● Selected extract:
Author : Amanda Vlietstra

20 September 2022

Noisy offices are driving down productivity and contributing to staff retention problems...

One in five workers aged under 30 have resorted to physical violence because of noise and distractions at their workplace, shocking new research has revealed. Oscar Acoustics, specialists in architectural acoustic finishes, polled 2,000 workers and discovered that not only can a noisy workplace lead to physical altercations, but it has a hugely negative impact on productivity; 60% of those surveyed claimed they were unable to concentrate and were delivering lower quality work as a result of loud workspace. A further 20% did not think their bosses were doing enough to combat the issues.

Holistic view
Of course, from a boss’s perspective, it can be tempting to close the office door and let the rest of the staff just ‘get on with it’. But the impact on productivity cannot be ignored – and as the tight labour market and struggle to fill job vacancies and retain staff continues to plague the FM industry, among others, it’s important to take a holistic view of the workplace, drilling down to the reasons why you may be losing staff and looking at what would encourage them to stay.

● Check your understanding:
A - Using the article on office noise, decide whether each statement matches it, giving yes or no and quoting the deciding words: (i) The survey covered 2,000 workers. (ii) Most respondents felt their bosses were not doing enough about the problem. (iii) The research came from specialists in architectural acoustic finishes.
B - Render this sentence from the article on office noise in Spanish: "A further 20% did not think their bosses were doing enough to combat the issues."
The entries have nothing to do with the article on office noise.

● Record excerpts:
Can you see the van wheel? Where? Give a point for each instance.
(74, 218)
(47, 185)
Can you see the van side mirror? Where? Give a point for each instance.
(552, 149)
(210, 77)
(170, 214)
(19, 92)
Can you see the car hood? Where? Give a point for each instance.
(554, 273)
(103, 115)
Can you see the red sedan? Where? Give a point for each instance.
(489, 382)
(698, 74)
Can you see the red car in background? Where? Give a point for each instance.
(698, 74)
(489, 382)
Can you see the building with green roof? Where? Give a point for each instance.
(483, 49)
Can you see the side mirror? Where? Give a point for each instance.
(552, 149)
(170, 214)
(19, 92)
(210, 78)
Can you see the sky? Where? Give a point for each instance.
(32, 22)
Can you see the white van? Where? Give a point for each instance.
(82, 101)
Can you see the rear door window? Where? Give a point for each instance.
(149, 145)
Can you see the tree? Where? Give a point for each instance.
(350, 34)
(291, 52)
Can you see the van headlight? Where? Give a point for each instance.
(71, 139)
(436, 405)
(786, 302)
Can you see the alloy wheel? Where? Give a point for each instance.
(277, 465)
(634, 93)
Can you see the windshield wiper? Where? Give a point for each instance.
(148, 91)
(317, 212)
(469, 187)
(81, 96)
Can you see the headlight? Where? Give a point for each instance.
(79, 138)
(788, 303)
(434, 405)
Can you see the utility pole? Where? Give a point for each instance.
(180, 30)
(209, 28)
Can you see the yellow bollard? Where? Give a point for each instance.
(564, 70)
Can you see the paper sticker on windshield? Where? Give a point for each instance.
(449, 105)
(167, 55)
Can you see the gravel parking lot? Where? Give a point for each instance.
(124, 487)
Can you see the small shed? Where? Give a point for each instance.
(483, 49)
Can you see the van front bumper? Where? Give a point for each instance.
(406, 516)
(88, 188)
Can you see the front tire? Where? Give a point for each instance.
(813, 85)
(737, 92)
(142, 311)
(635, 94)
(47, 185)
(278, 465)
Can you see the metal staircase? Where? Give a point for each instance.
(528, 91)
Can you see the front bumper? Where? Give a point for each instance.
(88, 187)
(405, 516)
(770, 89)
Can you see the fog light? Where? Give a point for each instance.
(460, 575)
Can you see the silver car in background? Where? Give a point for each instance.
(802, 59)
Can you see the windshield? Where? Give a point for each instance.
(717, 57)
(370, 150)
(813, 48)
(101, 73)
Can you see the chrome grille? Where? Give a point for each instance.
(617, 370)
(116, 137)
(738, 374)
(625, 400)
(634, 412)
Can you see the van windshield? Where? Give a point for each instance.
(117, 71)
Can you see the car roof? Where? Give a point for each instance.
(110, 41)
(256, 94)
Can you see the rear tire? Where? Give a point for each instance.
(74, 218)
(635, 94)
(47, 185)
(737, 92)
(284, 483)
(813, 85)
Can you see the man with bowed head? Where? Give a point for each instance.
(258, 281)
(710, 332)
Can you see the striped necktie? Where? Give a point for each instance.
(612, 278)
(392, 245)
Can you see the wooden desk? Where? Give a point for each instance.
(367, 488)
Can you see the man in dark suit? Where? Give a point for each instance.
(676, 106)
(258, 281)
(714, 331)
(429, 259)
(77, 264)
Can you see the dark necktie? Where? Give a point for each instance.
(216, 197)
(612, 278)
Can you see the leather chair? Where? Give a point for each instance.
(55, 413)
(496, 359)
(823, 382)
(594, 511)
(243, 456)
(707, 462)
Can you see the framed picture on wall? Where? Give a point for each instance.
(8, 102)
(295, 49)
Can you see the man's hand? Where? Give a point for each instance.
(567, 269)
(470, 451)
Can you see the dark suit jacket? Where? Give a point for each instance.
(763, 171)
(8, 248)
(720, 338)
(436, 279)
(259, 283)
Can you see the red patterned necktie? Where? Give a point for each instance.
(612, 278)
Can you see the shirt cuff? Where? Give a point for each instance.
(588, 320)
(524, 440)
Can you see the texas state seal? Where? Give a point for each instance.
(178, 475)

● Results in order:
A -
(i) Yes: "polled 2,000 workers"
(ii) No: "A further 20% did not think their bosses were doing enough to combat the issues."
(iii) Yes: "Oscar Acoustics, specialists in architectural acoustic finishes"

B - Otro 20 % no creía que sus jefes estuvieran haciendo lo suficiente para combatir los problemas.